E por fim, talvez a questão mais polêmica, os honorários. Essa parte muito terapeuta tem medo de falar, ou de dar um valor a cada sessão, ou sequer falar nisso com o paciente, e não é pra menos, pois a reação do paciente pode ser inesperada. Mas essa questão pode ser menos complicada do que parece. Acredito que o valor aqui deve ser visto de maneira diferente apenas da quantitativa, além dos 60, 70, 80 por sessão ou qualquer que seja o valor. Se o terapeuta ajuda o paciente a resolver algum problema ou questão grave, por exemplo, honorários cobrados por uma hora acabam se tornando barato, perto do que o paciente alcançou no todo. Mas então, se não houve melhora alguma para o paciente, então as sessões de nada valeram, portanto, a terapia não vale um tostão sequer ? Talvez, talvez sim, mas aqui tem dois fatores que devem ser levados em conta antes de qualquer conclusão.

Um deles é que, se o paciente não se entregar de corpo e alma ao seu processo, não há mágica alguma que possa ser feita para que ele alcance algum resultado sequer. Sempre friso para meus pacientes que para que essa obra possa acontecer, ele deve se entregar a ela, pois é exclusivamente dele de quem estaremos falando e trabalhando, e mais ninguém, é o processo dele, então apenas ele é quem pode fazer isso acontecer e dar certo. E como segundo fator, o processo de terapia é imprevisível e até problemático para a lógica limitada de nossa mente consciente que adora ver os problemas de nossa personalidade de maneira simplificada. Isso gera uma grande expectativa de que o processo de crescimento acabe acontecendo quase como um processo mecânico, simples e prático, o que não ocorre dessa maneira. Existe um tempo a ser respeitado, e esse tempo é o tempo de cada um, que varia para cada um e se acelerado, pode apenas acabar desandando tudo.

Enfim, ficou extenso, mas não tem como falar brevemente de algo que é tão envolvente e tão profundo, e ainda acho que fui muito breve! Mas por enquanto fico por aqui, e espero que tenha dado coisas a todos para se pensar.

§ Conjunto de dados
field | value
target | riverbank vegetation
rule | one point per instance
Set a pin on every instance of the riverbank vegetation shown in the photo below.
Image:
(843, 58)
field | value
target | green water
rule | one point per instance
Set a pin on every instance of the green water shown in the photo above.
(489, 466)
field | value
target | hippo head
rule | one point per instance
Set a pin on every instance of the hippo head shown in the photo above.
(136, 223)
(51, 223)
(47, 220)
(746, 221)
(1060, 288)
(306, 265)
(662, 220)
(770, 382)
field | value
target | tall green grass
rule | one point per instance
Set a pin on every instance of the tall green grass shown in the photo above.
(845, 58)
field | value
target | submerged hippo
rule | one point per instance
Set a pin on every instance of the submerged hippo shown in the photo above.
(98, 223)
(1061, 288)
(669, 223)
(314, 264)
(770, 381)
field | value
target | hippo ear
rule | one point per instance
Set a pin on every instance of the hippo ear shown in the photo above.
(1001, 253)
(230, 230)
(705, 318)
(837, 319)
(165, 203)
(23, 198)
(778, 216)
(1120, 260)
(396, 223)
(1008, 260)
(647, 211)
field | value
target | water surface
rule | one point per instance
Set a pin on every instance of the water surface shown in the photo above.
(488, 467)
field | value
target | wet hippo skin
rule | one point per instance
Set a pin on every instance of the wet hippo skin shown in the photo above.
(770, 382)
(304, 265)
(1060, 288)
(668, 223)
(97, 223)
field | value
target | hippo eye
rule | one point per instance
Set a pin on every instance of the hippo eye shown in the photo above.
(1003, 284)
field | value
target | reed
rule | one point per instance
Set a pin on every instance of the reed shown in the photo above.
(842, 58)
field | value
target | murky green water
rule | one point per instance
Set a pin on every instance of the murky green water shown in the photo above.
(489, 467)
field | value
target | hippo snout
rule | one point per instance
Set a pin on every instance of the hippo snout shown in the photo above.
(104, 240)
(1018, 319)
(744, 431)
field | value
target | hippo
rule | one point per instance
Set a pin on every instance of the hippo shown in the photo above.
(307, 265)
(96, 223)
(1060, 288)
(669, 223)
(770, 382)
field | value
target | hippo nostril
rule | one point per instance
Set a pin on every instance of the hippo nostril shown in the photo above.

§ O que fazer
Segundo o trecho sobre honorários de terapia, o que o paciente precisa fazer para alcançar algum resultado? O material não tem nenhuma relação com esta atividade.

§ Resultado do exercício
Ele precisa se entregar de corpo e alma ao seu processo.